Start TASK MATERIAL

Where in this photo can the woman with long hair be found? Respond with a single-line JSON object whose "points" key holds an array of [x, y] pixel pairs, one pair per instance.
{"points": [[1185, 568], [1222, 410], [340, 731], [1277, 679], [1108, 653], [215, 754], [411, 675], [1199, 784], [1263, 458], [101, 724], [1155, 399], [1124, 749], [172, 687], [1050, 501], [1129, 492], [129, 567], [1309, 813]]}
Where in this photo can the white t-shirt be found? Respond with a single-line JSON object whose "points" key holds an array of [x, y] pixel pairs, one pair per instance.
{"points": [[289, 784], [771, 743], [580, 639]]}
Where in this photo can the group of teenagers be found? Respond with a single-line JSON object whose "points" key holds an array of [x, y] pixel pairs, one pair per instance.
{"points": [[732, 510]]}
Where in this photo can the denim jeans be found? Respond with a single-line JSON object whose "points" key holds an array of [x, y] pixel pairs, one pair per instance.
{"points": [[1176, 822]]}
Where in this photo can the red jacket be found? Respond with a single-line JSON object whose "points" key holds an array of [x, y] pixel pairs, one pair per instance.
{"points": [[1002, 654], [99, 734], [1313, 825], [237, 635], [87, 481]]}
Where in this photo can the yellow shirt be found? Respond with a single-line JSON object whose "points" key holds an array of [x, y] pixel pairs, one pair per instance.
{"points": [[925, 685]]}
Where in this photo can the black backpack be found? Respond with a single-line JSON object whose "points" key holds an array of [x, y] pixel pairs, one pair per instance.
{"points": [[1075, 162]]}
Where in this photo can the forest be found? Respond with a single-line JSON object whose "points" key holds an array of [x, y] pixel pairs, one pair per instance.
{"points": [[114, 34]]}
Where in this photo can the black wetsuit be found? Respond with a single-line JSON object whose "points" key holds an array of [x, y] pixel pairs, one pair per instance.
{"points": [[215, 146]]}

End TASK MATERIAL

▸ AIM OF THE TASK
Copy all of the items above word for word.

▸ WORKED ANSWER
Where in this photo can the woman with long hair be found? Respond with a single-line JSON object whose "points" key holds an array of [x, y] pixel pairs, one pair per instance.
{"points": [[1185, 568], [1222, 410], [340, 731], [1277, 679], [1108, 653], [215, 754], [411, 675], [1199, 784], [1263, 458], [101, 724], [1155, 399], [1124, 749], [172, 687], [1050, 501], [1129, 492], [129, 567], [1309, 813]]}
Where in this photo can the white t-shirt be found? Respond with a single-line JSON object whose "points" key holds an array of [x, y] pixel pairs, one pair per instance.
{"points": [[289, 784], [771, 743], [580, 639]]}
Where in this photo can the group of teenagers be found? Respond with a single-line JSON object whose "points" key holds an array of [x, y] pixel pairs, one pair per instance.
{"points": [[732, 510]]}
Where in this photo can the denim jeans be found? Respond with a single-line JSON object whose "points" key holds an array of [x, y] pixel pairs, one pair per instance.
{"points": [[1176, 822]]}
Where in this photo can the red jacket be found? Respond with a single-line JSON object whose "points" key holds an array of [x, y] pixel pairs, one pair per instance.
{"points": [[1002, 654], [99, 734], [1313, 825], [237, 635], [87, 481]]}
Where in this photo can the yellow shirt be found? Respond with a single-line JSON object whose "points" key holds an array of [x, y] pixel pairs, one pair per instance.
{"points": [[925, 685]]}
Where in this photo can the black backpack be found? Respond with a single-line JSON object whose "points" key holds an array of [x, y] pixel pairs, one pair per instance.
{"points": [[1075, 162]]}
Where in this photo can the forest be found? Respond with a single-line JSON object whose "points" key holds an array of [x, y] pixel pairs, one pair per instance.
{"points": [[114, 34]]}
Where in this photo can the black wetsuit be found? Respond with a single-line JSON object whose "points" key holds an array of [x, y] pixel pairs, one pair per instance.
{"points": [[215, 146]]}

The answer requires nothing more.